SHORT EXERCISE: Reproduce every line of the records below without changing anything.

AVAILABLE DATA:
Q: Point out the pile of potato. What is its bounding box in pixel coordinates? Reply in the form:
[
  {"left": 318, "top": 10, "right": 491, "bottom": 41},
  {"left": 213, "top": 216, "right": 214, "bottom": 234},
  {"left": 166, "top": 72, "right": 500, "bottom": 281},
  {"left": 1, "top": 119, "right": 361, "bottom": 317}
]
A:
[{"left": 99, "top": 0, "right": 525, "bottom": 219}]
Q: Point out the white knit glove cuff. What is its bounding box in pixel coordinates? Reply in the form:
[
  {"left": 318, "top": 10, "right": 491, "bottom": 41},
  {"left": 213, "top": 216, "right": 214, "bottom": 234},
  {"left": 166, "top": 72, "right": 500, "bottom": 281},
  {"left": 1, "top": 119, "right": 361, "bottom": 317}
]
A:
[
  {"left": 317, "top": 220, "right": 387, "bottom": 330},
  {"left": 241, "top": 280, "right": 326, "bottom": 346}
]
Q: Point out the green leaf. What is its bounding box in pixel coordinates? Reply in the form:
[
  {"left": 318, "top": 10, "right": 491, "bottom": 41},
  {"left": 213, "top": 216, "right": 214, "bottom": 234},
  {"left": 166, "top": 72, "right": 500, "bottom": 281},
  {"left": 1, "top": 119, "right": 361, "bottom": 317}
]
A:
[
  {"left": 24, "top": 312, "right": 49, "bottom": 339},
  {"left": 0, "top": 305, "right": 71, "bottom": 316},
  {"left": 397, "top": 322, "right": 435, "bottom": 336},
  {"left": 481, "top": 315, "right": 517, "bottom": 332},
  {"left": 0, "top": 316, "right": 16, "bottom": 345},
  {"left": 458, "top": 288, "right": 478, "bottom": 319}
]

EXERCISE RESPONSE:
Q: Point out the pile of potato. What is its bounding box in pixel coordinates? Reply in the form:
[
  {"left": 318, "top": 10, "right": 491, "bottom": 41},
  {"left": 213, "top": 216, "right": 214, "bottom": 234},
  {"left": 166, "top": 72, "right": 500, "bottom": 281},
  {"left": 1, "top": 119, "right": 361, "bottom": 317}
]
A:
[{"left": 99, "top": 0, "right": 525, "bottom": 219}]
Q: Point out the white knit glove cuff. What is its bounding box in pixel coordinates? Reply in the form:
[
  {"left": 318, "top": 10, "right": 491, "bottom": 41},
  {"left": 213, "top": 216, "right": 214, "bottom": 234},
  {"left": 166, "top": 72, "right": 500, "bottom": 281},
  {"left": 1, "top": 119, "right": 361, "bottom": 317}
]
A:
[
  {"left": 317, "top": 220, "right": 387, "bottom": 330},
  {"left": 241, "top": 280, "right": 326, "bottom": 346}
]
Q: Point out the green leaf. What is its bounding box in pixel coordinates? Reply in the form:
[
  {"left": 318, "top": 10, "right": 491, "bottom": 41},
  {"left": 213, "top": 216, "right": 214, "bottom": 234},
  {"left": 166, "top": 72, "right": 500, "bottom": 281},
  {"left": 1, "top": 119, "right": 361, "bottom": 317}
]
A:
[
  {"left": 24, "top": 312, "right": 49, "bottom": 339},
  {"left": 0, "top": 305, "right": 71, "bottom": 316},
  {"left": 397, "top": 322, "right": 435, "bottom": 336},
  {"left": 481, "top": 315, "right": 517, "bottom": 332},
  {"left": 0, "top": 316, "right": 16, "bottom": 345},
  {"left": 458, "top": 288, "right": 478, "bottom": 319}
]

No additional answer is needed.